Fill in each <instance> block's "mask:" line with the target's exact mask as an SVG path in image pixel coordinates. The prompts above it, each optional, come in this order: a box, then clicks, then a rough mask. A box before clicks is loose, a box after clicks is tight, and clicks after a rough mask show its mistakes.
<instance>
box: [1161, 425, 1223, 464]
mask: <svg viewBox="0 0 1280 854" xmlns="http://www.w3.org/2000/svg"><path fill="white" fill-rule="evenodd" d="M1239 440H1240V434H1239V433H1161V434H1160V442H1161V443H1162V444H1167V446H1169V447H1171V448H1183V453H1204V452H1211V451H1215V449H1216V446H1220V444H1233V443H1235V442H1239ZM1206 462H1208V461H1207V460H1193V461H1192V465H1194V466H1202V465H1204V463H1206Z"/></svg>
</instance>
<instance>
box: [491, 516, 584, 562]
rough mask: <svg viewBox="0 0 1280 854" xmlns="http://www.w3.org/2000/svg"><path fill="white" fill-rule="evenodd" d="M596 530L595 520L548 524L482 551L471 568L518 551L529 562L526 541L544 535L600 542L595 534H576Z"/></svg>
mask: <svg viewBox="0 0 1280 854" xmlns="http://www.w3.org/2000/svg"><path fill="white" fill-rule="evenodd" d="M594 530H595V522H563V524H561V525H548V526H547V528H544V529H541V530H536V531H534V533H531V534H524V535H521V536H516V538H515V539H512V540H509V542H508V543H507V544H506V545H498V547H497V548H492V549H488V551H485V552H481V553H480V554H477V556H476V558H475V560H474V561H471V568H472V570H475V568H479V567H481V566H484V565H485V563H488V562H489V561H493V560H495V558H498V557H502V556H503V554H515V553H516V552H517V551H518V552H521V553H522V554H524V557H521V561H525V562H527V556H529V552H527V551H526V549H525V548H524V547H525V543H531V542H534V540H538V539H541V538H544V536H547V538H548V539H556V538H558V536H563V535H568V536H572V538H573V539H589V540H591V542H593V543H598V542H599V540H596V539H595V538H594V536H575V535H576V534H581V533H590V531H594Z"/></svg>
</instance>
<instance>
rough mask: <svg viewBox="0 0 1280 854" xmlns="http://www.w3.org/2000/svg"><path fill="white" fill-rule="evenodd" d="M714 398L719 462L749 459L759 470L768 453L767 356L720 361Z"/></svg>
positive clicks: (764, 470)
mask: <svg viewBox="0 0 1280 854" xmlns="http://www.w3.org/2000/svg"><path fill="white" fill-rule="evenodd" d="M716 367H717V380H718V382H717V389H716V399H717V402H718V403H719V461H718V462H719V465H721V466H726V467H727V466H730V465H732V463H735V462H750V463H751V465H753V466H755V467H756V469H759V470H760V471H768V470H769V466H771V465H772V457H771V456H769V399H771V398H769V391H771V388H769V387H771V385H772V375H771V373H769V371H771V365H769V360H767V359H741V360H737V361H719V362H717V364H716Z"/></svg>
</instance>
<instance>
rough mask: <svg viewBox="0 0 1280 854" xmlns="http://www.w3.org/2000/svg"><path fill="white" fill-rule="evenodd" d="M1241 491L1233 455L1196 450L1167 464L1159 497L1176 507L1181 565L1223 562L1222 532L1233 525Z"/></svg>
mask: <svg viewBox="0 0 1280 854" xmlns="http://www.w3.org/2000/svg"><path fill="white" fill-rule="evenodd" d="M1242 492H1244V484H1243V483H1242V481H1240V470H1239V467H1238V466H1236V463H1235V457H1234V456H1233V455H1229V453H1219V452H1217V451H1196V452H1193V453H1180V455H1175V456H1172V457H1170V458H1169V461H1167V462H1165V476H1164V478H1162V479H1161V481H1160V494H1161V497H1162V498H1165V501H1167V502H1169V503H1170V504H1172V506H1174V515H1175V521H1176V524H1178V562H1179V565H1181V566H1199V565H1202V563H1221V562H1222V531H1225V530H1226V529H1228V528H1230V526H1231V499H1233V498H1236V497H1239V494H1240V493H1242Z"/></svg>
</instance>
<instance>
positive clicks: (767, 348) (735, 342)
__________________________________________________
> _Your assignment_:
From the first line to the last, return the listing exactly.

> _Response box_:
Fill in each <instance> block's "mask:" line with the target's exact mask as an SVG path in image pixel coordinates. The prompts above it, each optional, come in this order: a box, then clicks, then a rough mask. A box before clicks is loose, a box after clicks is tight, and clicks after a rough mask show its mistakes.
<instance>
box: [1161, 425, 1223, 464]
mask: <svg viewBox="0 0 1280 854" xmlns="http://www.w3.org/2000/svg"><path fill="white" fill-rule="evenodd" d="M1239 440H1240V434H1239V433H1161V434H1160V442H1161V443H1162V444H1167V446H1169V447H1171V448H1183V453H1204V452H1211V451H1215V449H1216V446H1220V444H1233V443H1235V442H1239ZM1206 462H1208V461H1207V460H1193V461H1192V465H1194V466H1202V465H1204V463H1206Z"/></svg>
</instance>
<instance>
box: [491, 516, 584, 562]
rough mask: <svg viewBox="0 0 1280 854" xmlns="http://www.w3.org/2000/svg"><path fill="white" fill-rule="evenodd" d="M596 530L595 520L548 524L482 551L471 568L518 551L529 562L526 541L544 535L600 542L595 534H576Z"/></svg>
mask: <svg viewBox="0 0 1280 854" xmlns="http://www.w3.org/2000/svg"><path fill="white" fill-rule="evenodd" d="M594 530H595V522H563V524H561V525H548V526H547V528H544V529H541V530H536V531H534V533H531V534H524V535H521V536H516V538H515V539H512V540H509V542H508V543H507V544H506V545H498V547H497V548H492V549H488V551H485V552H481V553H480V554H477V556H476V558H475V560H474V561H471V568H472V570H475V568H479V567H481V566H484V565H485V563H488V562H489V561H493V560H495V558H498V557H502V556H503V554H515V553H516V552H517V551H518V552H521V553H522V554H524V557H521V561H525V562H527V556H529V552H527V551H526V549H525V548H524V547H525V543H531V542H534V540H538V539H541V538H544V536H547V538H548V539H556V538H558V536H563V535H568V536H572V538H573V539H589V540H591V542H593V543H598V542H599V540H596V539H595V538H594V536H575V535H576V534H581V533H590V531H594Z"/></svg>
</instance>
<instance>
rough mask: <svg viewBox="0 0 1280 854" xmlns="http://www.w3.org/2000/svg"><path fill="white" fill-rule="evenodd" d="M714 398L719 462L749 459L759 470L768 453L767 356L720 361Z"/></svg>
positive clicks: (764, 470)
mask: <svg viewBox="0 0 1280 854" xmlns="http://www.w3.org/2000/svg"><path fill="white" fill-rule="evenodd" d="M716 367H717V380H718V382H717V389H716V399H717V402H718V403H719V461H718V462H719V465H721V466H726V467H727V466H730V465H732V463H735V462H750V463H751V465H753V466H755V467H756V469H759V470H760V471H768V470H769V466H771V465H772V457H771V456H769V399H771V398H769V391H771V388H769V387H771V385H772V375H771V373H769V371H771V365H769V360H767V359H741V360H737V361H719V362H717V364H716Z"/></svg>
</instance>
<instance>
rough mask: <svg viewBox="0 0 1280 854" xmlns="http://www.w3.org/2000/svg"><path fill="white" fill-rule="evenodd" d="M1241 491L1233 455L1196 450L1167 464L1159 497L1176 507L1181 565L1223 562L1222 532L1233 525Z"/></svg>
mask: <svg viewBox="0 0 1280 854" xmlns="http://www.w3.org/2000/svg"><path fill="white" fill-rule="evenodd" d="M1242 492H1244V484H1243V483H1242V481H1240V470H1239V467H1238V466H1236V463H1235V457H1234V456H1233V455H1229V453H1219V452H1217V451H1196V452H1193V453H1180V455H1175V456H1172V457H1170V458H1169V461H1167V462H1165V476H1164V478H1162V479H1161V481H1160V494H1161V497H1162V498H1165V501H1167V502H1169V503H1170V504H1172V506H1174V515H1175V521H1176V524H1178V562H1179V565H1181V566H1199V565H1202V563H1221V562H1222V531H1225V530H1226V529H1228V528H1230V526H1231V499H1233V498H1236V497H1239V494H1240V493H1242Z"/></svg>
</instance>
<instance>
positive clicks: (767, 348) (735, 342)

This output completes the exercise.